> _Task material_:
_ _ _
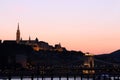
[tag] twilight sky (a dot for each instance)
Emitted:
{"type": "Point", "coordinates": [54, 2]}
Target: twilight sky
{"type": "Point", "coordinates": [87, 25]}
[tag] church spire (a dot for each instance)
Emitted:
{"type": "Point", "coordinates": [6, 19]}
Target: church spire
{"type": "Point", "coordinates": [18, 26]}
{"type": "Point", "coordinates": [18, 34]}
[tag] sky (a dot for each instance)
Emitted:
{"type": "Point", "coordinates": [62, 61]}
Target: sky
{"type": "Point", "coordinates": [82, 25]}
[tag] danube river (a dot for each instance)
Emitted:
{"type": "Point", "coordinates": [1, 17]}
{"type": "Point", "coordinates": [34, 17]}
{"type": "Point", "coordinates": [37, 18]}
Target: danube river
{"type": "Point", "coordinates": [64, 78]}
_ _ _
> _The request_: Copy out word for word the part of the items that opens with the line containing "[tag] danube river (a dot for each instance)" and runs through the end of the items, including that first line and the last one.

> _Solution for this task_:
[tag] danube river (a dot for each instance)
Emitted:
{"type": "Point", "coordinates": [1, 17]}
{"type": "Point", "coordinates": [34, 17]}
{"type": "Point", "coordinates": [37, 18]}
Target: danube river
{"type": "Point", "coordinates": [64, 78]}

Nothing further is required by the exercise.